━━ FRAGMENTO PARA LEER ━━
Por paradójico que pueda sonar, leí Abel de un tirón y, sin embargo, Meridiano de sangre la abandoné después de sus primeras cincuenta páginas en dos ocasiones, hasta que finalmente conseguí terminarla. Abel no es cronológica, pero aun así no me resultó difícil de seguir en ningún momento. Detrás de su protagonista y narrador está un escritor que simplifica y adapta todo, para que no nos resulte ni demasiado brutal ni demasiado ininteligible. Baricco, al final del libro, da fe de la bibliografía que leyó para escribirlo, como si quisiera dejar claro que nada de lo que dice está dicho al azar o sin una base contextual, cuando lo cierto es que el zigzag narrativo de su novela a mí me pareció lo más caprichoso de la misma y en casi ningún capítulo sentí ni la suciedad ni la posible violencia de la época, ni siquiera durante el atraco al banco que convirtió a Abel Crow en una leyenda y que dejó varios muertos a sus espaldas, ni en ningún otro momento. De Meridiano de sangre no puedo decir lo mismo porque en dos ocasiones, a pocas páginas de haber comenzado, me resultó estilística y emocionalmente incomprensible e intolerable, hasta tal punto que me rendí. Por raro que pueda parecer, Abel no creo que vuelva a leerla jamás, pero Meridiano de sangre, cuya lectura completa me llevó tres intentos, es una novela que no conseguí olvidar en ningún momento, ni siquiera cuando aún no la había leído por completo, porque su estilo y su fuerza es algo que no encuentras todos los días en cualquier novela, y no descarto volver a leerla.
━━━
| INSTRUCCIONES |
Según el fragmento sobre Abel y Meridiano de sangre, ¿cuántos intentos le llevó a quien escribe leer completa Meridiano de sangre?
━━ MATERIAL DE ORIGEN ━━
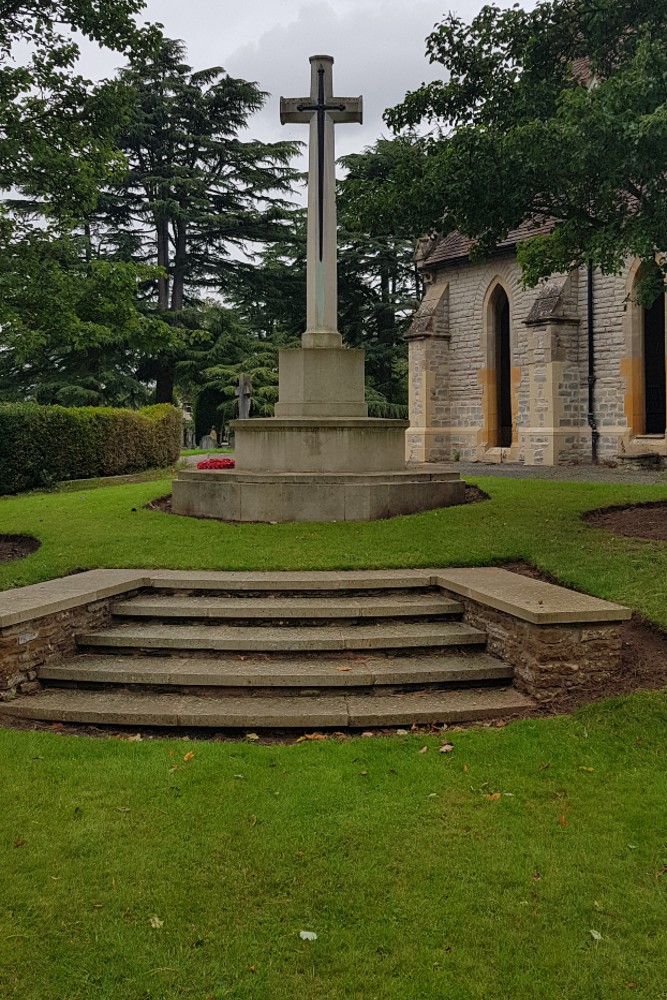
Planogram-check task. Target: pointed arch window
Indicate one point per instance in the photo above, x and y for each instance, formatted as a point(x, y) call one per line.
point(500, 320)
━━━
| RESULTADO |
Tres intentos.